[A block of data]
┌────────
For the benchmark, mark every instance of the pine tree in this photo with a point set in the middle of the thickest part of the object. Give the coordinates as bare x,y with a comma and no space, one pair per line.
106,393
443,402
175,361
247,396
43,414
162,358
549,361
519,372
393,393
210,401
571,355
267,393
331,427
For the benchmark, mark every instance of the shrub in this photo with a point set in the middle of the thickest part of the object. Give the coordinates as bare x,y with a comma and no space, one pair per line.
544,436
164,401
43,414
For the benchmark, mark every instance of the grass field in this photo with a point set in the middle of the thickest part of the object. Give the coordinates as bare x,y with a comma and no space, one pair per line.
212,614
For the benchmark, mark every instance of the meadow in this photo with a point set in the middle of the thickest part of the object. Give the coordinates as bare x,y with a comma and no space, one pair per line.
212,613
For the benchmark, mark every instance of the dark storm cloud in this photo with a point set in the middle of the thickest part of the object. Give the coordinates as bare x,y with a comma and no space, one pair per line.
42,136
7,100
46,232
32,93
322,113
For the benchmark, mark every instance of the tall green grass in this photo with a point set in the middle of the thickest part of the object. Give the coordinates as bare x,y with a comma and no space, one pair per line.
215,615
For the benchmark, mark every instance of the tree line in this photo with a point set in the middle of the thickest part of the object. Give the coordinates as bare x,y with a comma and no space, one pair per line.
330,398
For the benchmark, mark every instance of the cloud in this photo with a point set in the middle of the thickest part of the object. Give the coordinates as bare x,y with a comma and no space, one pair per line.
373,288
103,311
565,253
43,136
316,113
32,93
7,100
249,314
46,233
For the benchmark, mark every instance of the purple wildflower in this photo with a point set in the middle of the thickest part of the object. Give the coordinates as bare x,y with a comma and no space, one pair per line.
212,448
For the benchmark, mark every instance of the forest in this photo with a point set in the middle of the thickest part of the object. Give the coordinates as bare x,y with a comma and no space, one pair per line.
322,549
└────────
:: EXERCISE GOAL ::
Replace "forest" with "woodland" in the rows from the line with "For the benchmark, mark every instance of the purple" through the end of the rows, and copy those lines out with everything else left unchanged.

:: EXERCISE SOLUTION ::
For the benchmark, mark every instance of the purple wildflower in this photo with a point set in the middle of the thickest part of the object. Give the coordinates as bare x,y with a comma and no space, one pair per line.
212,448
For the benchmark, mark every instance of the woodland in this photo with a point set in the middle of the thickest part of the object. Give the coordinates as bare x,y with a comma and no space, one pair per line.
322,549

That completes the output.